Print out the whole listing below exactly as it is written.

--- START ---

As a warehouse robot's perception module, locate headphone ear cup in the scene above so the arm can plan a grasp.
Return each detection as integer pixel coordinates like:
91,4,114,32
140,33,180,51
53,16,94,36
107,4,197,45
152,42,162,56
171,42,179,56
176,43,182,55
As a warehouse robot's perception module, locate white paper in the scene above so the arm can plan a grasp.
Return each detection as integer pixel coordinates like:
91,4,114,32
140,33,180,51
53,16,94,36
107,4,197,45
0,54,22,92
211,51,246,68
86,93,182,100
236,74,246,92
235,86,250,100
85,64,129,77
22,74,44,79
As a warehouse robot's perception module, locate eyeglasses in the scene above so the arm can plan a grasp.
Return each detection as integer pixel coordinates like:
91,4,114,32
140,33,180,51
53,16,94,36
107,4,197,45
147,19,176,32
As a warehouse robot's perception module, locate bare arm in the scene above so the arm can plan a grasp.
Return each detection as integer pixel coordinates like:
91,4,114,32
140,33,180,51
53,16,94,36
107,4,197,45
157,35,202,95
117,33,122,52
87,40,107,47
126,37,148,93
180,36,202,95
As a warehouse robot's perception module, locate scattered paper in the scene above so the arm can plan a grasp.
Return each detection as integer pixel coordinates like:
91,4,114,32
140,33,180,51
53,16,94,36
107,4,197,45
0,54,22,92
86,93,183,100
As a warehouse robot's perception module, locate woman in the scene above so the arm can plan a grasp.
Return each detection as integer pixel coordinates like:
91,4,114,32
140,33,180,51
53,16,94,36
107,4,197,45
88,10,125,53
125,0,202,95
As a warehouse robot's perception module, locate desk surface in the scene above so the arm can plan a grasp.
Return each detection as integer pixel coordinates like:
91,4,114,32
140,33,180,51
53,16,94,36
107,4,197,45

--- END ---

● **SOLUTION TO THIS EXERCISE**
As a warehouse robot's perception module, locate headphone ear cup in the scene above so the arm can plan a grasp.
Return each detection as integer pixel coordinates like:
91,4,114,32
140,33,180,51
53,16,94,36
107,4,197,45
152,42,162,56
171,42,179,56
176,43,182,55
As a warehouse robot's perception module, locate white paper in the scene above so the arm can plan a grasp.
Return each detection as integer pixel coordinates like:
91,4,114,32
140,33,180,51
53,16,94,36
107,4,197,45
0,54,22,92
211,51,246,68
86,93,182,100
236,74,246,92
235,86,250,100
85,64,129,77
22,74,44,79
As a warehouse robot's perception module, locate eyeglasses in the scene above so the arm can plan a grasp.
Return each detection as integer pixel coordinates like:
91,4,114,32
140,33,180,51
53,16,94,36
107,4,197,45
147,19,176,32
As a warehouse robot's perception module, locate bare arm in the scene above so the arm can plan a grasp.
Return each detection as integer pixel coordinates like:
91,4,114,32
140,33,180,51
53,16,94,36
107,4,197,45
157,35,202,95
117,33,122,52
87,40,107,47
126,37,148,93
180,36,202,95
As a warehouse robot's perception module, locate scattered paper in the scene above so the arm can plan a grasp.
Return each detection as integer pixel coordinates like:
91,4,114,32
140,33,180,51
53,16,94,36
107,4,197,45
0,54,22,92
86,93,183,100
As a warehouse robot's perception module, locate woman in the scene above so the arm can plan a grasp.
Return each detection as integer pixel coordinates like:
91,4,114,32
140,33,180,51
53,16,94,36
107,4,197,45
88,10,125,53
125,0,202,95
As a warehouse robot's perception module, locate desk surface in the scene above so the arm can plan a grasp.
Return each detection as integer pixel coordinates like:
91,4,114,32
140,33,180,51
53,16,94,36
107,4,197,45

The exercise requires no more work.